* _INFORMATION SUPPLIED_:

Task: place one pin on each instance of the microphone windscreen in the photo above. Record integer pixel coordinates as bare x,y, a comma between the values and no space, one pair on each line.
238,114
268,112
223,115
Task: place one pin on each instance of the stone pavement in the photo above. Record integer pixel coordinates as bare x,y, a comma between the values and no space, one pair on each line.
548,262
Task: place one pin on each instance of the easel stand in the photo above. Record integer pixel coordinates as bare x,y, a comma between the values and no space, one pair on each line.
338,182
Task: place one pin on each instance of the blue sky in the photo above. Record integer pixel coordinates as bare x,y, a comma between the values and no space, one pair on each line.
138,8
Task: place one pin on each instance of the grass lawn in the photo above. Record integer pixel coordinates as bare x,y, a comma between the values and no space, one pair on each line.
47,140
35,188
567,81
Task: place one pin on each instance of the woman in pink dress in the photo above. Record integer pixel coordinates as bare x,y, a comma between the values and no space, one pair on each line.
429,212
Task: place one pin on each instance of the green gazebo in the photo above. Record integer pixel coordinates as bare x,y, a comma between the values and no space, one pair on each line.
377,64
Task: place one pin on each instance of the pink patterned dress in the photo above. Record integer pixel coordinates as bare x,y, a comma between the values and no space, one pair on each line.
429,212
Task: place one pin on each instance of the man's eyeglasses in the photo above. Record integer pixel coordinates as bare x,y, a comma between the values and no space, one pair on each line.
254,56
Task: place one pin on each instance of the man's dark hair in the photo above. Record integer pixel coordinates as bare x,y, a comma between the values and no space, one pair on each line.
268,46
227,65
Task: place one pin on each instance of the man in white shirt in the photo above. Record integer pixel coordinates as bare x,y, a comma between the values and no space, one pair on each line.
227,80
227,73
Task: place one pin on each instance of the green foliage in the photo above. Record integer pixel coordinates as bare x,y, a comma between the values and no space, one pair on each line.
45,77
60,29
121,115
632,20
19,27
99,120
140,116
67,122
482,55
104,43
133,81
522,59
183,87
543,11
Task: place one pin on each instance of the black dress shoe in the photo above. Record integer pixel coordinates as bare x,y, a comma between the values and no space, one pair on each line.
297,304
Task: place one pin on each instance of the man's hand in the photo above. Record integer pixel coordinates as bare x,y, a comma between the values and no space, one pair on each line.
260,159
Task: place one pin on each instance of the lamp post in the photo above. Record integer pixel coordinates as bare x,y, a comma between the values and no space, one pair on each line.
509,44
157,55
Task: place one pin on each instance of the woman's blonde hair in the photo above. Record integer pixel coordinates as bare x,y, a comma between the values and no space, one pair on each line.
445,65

* _YOUR ASSIGNMENT_: Once more, write out the entries exactly as they were written.

* _RESULT_:
Task: place one pin on each instance of the microphone windscreen in the photo above. Record integer pixel coordinates as bare x,y, a comma between the values and no space, one pair on each line.
238,114
268,112
223,115
Task: place one pin on each instance of the stone pavement in the photo above. Record integer pixel coordinates as bare x,y, a comma between the values and no space, one pair on each line.
548,262
Task: place one pin on each instance of the easel stand in the photo above. Record integer pixel coordinates as bare x,y, a comma between the values and no space, one pair on each line.
338,182
Task: place one pin on each instance of the blue sky in the photo above. Record integer pixel coordinates as bare x,y, a comma between the values and no space, one pair on each line.
138,8
Task: place one pin on each instance of the grass lawn in the photo above. Record integer pixel coordinates as bare x,y, a comma between the values and no space, one pair on each line.
47,140
35,188
567,81
Task: place one pin on each instance of the woman in pink dress in the photo above. Record integer pixel coordinates as bare x,y, a comma between the values and no space, one pair on each line.
429,212
Task: place one pin on each instance of the green gazebo in the photo above. Record integer pixel coordinates as bare x,y, a comma between the values and no space, one pair on each line.
377,64
Task: place one pin on each instance of the pink patterned dress in the photo above. Record integer pixel coordinates as bare x,y, a comma between the values and no space, one pair on each line.
429,212
Task: place one pin on each instance of the man's eyeglasses in the photo above. Record integer pixel coordinates as bare x,y, a comma between the values and no space, one pair on each line.
254,56
Task: place one pin on each instance of the man's dark hair in the photo above. Record integer pixel coordinates as bare x,y, a comma between the values and no space, one pair on each line.
268,46
227,65
Task: place one pin on each instance of the man in white shirt in the photo above. Record integer pixel coordinates as bare x,y, a comma between the values and no space, one pair on each line.
227,80
227,73
Task: place one pin on each instance of the green foliage in the photo above. Record integer pixel coordinates as bare x,y, a comma between the values and no space, one pair on each line.
45,77
60,29
121,115
632,20
19,27
99,120
140,116
67,122
482,55
104,43
133,81
522,59
183,87
543,11
Task: place one pin on each instance of the black dress shoe in the photo above. Record integer pixel coordinates as bare x,y, a comma between the values and no space, one pair on each line.
297,304
Task: place one pin on each instance of the man's hand in the photo above. Record integer pixel coordinates as bare x,y, a comma between the values and no space, one pair on each line.
260,159
Task: place one pin on each instance of the lamp post in the photo above. Record integer pixel coordinates as bare x,y, a comma between the values and no space, one pair on each line.
509,44
157,55
Task: place one pin on each instance of the woman's blonde hair in the photo above. Record integer pixel coordinates as bare x,y, a comma between the values and no space, one pair on each line.
445,65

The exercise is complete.